**TASK TO CARRY OUT**
List every line of the data below that contains the string "woman".

**INPUT FOR THIS TASK**
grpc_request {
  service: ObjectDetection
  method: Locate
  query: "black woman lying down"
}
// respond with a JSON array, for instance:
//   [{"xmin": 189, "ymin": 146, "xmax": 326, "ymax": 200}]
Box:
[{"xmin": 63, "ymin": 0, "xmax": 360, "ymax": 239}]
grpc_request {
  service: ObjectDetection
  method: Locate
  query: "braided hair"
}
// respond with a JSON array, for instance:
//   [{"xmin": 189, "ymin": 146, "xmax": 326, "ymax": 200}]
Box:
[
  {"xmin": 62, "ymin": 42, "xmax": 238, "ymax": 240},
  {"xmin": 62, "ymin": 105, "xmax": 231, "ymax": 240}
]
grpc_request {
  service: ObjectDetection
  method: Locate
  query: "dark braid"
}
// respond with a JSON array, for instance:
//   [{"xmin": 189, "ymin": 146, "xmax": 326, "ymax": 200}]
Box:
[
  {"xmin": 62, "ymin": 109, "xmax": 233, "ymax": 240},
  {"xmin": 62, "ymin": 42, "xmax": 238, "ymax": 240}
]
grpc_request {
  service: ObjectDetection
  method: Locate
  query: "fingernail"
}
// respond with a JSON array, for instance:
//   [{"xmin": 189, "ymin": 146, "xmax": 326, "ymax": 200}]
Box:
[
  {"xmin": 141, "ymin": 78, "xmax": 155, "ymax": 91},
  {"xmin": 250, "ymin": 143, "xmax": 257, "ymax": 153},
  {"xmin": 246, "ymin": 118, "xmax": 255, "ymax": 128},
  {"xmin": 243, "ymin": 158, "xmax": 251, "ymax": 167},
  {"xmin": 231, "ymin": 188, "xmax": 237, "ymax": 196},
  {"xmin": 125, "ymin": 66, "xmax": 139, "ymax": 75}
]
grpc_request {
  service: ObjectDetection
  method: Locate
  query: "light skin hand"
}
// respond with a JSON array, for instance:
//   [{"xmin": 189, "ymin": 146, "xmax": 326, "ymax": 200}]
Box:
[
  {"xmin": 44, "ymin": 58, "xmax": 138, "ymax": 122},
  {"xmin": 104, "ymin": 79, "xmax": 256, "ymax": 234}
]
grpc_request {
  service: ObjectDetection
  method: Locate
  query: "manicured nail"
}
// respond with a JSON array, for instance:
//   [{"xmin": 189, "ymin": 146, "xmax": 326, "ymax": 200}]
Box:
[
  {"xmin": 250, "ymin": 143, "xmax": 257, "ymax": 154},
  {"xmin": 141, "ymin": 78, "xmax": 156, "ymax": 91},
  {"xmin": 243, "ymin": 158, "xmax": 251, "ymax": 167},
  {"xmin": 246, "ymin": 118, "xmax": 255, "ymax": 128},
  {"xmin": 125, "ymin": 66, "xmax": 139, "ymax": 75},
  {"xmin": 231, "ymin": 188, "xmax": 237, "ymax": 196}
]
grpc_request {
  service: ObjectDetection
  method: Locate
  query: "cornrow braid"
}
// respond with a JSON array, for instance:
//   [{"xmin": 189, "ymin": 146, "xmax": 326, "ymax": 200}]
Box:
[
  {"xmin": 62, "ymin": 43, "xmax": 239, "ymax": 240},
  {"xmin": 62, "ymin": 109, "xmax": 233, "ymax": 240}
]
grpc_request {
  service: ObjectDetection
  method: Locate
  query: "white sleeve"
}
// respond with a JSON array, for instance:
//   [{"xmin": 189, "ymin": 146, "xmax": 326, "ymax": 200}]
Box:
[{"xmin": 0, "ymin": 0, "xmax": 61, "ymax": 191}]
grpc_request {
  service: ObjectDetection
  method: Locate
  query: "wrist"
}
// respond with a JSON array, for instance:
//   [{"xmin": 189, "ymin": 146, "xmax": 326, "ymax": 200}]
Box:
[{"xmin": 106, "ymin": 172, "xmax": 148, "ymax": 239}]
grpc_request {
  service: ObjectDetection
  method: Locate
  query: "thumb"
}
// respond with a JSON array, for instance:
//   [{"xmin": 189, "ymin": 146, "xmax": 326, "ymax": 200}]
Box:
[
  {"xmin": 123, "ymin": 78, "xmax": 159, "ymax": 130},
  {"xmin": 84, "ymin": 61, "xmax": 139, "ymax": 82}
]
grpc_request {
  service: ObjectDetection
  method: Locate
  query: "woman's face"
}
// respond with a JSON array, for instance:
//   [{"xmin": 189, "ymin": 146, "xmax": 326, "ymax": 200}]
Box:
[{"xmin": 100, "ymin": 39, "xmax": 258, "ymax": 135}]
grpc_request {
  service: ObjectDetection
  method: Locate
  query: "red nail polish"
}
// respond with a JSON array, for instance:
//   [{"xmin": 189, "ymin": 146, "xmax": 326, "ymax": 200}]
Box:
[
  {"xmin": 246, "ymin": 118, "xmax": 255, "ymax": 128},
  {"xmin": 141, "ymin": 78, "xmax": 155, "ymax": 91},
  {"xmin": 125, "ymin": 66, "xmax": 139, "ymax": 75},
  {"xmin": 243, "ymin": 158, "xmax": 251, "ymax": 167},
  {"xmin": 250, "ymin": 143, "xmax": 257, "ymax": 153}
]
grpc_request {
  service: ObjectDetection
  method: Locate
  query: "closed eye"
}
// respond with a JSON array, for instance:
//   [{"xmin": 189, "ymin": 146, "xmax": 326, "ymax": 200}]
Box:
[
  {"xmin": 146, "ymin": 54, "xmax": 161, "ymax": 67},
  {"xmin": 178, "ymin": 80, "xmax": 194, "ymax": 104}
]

==

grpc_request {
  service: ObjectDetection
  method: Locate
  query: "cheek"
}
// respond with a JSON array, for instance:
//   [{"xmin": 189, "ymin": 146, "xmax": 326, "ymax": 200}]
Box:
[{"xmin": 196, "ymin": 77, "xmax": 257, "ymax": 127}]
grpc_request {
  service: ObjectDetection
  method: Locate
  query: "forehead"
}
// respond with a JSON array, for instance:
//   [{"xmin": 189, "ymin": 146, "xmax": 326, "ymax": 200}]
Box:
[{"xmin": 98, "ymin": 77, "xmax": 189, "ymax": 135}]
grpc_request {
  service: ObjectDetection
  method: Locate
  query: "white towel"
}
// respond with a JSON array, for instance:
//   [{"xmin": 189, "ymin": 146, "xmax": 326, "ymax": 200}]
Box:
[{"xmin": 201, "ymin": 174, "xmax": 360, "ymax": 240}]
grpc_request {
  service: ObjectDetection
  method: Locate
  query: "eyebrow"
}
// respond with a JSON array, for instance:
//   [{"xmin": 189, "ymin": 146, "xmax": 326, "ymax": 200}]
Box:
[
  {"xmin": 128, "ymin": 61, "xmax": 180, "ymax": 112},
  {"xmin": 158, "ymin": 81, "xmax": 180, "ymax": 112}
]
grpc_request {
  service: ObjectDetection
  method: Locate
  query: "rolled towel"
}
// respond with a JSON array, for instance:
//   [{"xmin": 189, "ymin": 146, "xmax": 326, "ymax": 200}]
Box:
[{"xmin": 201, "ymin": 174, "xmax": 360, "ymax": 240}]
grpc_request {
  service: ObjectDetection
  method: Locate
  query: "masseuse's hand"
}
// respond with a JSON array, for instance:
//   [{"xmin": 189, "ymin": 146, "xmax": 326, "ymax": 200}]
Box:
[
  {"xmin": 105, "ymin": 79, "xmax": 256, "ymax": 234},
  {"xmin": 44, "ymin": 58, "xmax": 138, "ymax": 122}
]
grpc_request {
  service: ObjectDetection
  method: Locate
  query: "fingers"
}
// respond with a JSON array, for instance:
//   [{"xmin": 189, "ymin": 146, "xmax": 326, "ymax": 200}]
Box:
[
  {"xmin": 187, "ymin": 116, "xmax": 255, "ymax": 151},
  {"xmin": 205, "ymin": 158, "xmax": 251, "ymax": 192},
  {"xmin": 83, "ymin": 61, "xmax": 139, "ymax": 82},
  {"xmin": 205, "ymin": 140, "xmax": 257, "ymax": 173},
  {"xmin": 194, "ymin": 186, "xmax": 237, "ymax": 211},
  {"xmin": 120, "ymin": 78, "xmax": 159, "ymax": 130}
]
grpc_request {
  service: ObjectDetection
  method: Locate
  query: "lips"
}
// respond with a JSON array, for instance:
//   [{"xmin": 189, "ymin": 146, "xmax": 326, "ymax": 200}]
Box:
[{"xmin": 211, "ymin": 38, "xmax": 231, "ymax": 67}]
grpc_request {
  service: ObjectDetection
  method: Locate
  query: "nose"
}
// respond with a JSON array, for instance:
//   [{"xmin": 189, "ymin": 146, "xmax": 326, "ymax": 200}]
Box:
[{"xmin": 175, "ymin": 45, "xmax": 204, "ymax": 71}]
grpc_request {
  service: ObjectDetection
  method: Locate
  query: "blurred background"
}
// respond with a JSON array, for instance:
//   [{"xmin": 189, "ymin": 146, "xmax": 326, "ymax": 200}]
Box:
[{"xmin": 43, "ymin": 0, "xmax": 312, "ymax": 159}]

--

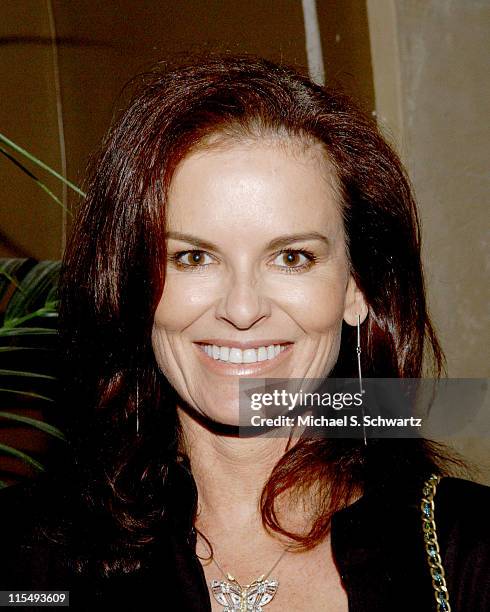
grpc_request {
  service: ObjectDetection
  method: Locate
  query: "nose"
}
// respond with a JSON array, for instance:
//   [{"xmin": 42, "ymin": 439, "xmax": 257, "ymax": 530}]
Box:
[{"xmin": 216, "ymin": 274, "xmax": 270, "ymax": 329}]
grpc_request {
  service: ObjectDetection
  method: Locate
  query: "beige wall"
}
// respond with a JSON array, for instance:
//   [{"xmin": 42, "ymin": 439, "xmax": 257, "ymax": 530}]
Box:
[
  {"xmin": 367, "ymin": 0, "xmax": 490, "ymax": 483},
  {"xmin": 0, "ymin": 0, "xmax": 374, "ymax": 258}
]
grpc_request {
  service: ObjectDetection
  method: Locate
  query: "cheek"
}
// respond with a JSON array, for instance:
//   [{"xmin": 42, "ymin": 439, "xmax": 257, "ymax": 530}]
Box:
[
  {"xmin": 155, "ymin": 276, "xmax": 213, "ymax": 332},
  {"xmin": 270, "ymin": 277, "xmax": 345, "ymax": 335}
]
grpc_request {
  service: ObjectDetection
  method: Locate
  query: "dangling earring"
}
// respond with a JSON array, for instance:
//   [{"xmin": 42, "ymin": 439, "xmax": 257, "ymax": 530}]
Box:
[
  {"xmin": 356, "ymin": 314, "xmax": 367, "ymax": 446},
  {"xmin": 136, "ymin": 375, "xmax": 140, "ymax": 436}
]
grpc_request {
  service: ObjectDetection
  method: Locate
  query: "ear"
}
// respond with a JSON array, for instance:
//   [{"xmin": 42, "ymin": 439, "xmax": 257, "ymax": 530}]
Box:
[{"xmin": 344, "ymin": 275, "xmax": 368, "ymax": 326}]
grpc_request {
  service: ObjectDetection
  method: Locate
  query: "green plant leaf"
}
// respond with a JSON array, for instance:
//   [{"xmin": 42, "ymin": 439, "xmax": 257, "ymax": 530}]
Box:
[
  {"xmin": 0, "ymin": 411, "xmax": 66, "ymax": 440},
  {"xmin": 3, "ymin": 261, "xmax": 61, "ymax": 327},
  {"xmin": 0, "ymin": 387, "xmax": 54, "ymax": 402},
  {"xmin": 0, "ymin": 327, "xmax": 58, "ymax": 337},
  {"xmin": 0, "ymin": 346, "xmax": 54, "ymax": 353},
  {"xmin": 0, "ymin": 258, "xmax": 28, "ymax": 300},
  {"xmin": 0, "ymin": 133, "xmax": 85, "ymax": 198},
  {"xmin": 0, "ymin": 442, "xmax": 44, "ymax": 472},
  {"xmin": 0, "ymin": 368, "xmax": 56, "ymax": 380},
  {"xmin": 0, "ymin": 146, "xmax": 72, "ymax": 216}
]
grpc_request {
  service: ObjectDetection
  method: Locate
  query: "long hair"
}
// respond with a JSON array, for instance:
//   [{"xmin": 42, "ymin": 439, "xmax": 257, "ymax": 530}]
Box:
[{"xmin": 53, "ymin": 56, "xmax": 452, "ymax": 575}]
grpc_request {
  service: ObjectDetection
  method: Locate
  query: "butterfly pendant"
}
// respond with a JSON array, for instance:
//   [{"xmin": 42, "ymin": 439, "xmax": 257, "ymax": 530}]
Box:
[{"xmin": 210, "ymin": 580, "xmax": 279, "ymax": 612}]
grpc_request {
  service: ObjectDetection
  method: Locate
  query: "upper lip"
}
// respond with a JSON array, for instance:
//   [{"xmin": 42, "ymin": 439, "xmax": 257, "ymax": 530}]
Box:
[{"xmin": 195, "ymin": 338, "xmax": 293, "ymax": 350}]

**SOLUTION FOR THIS EXERCISE**
  query: "black woman lying down"
  query: "woman's face"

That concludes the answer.